— begin EXTRACTED DATA —
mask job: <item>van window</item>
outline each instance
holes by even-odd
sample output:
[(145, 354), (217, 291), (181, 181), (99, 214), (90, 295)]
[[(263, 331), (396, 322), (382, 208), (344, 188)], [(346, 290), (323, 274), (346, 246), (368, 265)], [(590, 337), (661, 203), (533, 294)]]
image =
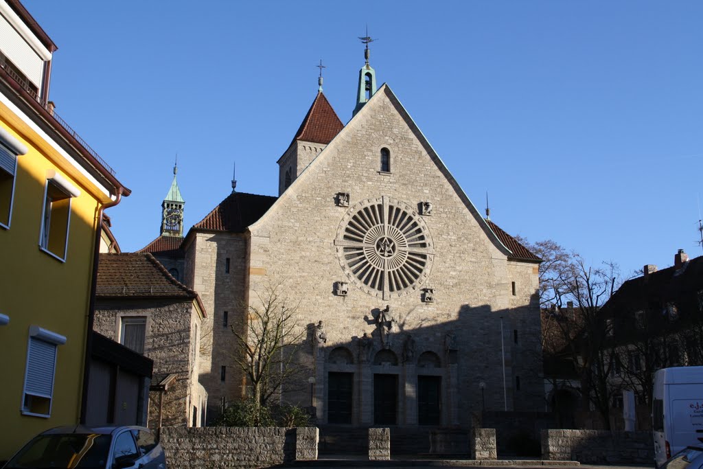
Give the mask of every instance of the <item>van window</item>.
[(664, 401), (660, 399), (652, 404), (652, 427), (655, 432), (664, 431)]

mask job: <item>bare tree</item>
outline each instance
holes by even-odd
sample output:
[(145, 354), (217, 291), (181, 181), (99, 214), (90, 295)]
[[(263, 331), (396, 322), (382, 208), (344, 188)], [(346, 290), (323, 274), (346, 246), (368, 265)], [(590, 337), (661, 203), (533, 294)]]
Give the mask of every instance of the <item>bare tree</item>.
[(257, 409), (302, 371), (296, 352), (306, 330), (296, 320), (298, 305), (289, 306), (284, 292), (281, 283), (264, 287), (256, 293), (256, 303), (248, 306), (246, 328), (231, 328), (237, 344), (233, 359), (248, 381)]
— end EXTRACTED DATA —
WORK REQUIRED:
Copy every line of the records above, requests included, but shift each coordinate in the polygon answers up by 121, leaving the numbers in the requests and their sample outputs unchanged. Leave the pictures out of your answer.

EXPECTED ANSWER:
mask job: <item>van window</item>
outline each instance
holes by even-odd
sample output:
[(145, 354), (217, 291), (181, 181), (99, 214), (90, 295)]
[[(263, 331), (396, 322), (382, 208), (344, 188)], [(346, 290), (323, 274), (346, 246), (368, 265)], [(590, 337), (661, 203), (533, 294)]]
image =
Give the mask of every instance of the <item>van window</item>.
[(785, 522), (781, 520), (773, 525), (773, 548), (776, 553), (785, 552)]

mask job: <item>bare tree</item>
outline each instance
holes by even-odd
sample output:
[(145, 354), (217, 291), (181, 181), (99, 214), (90, 295)]
[[(263, 331), (396, 322), (382, 208), (344, 188)], [(346, 290), (323, 274), (346, 246), (368, 265)], [(590, 337), (661, 203), (533, 294)]]
Give the mask of every instance of the <item>bare tree</item>.
[(378, 530), (423, 492), (417, 473), (427, 451), (417, 441), (419, 426), (410, 427), (405, 413), (402, 404), (385, 408), (377, 414), (377, 424), (369, 427), (367, 449), (352, 449), (358, 465), (354, 480), (369, 502)]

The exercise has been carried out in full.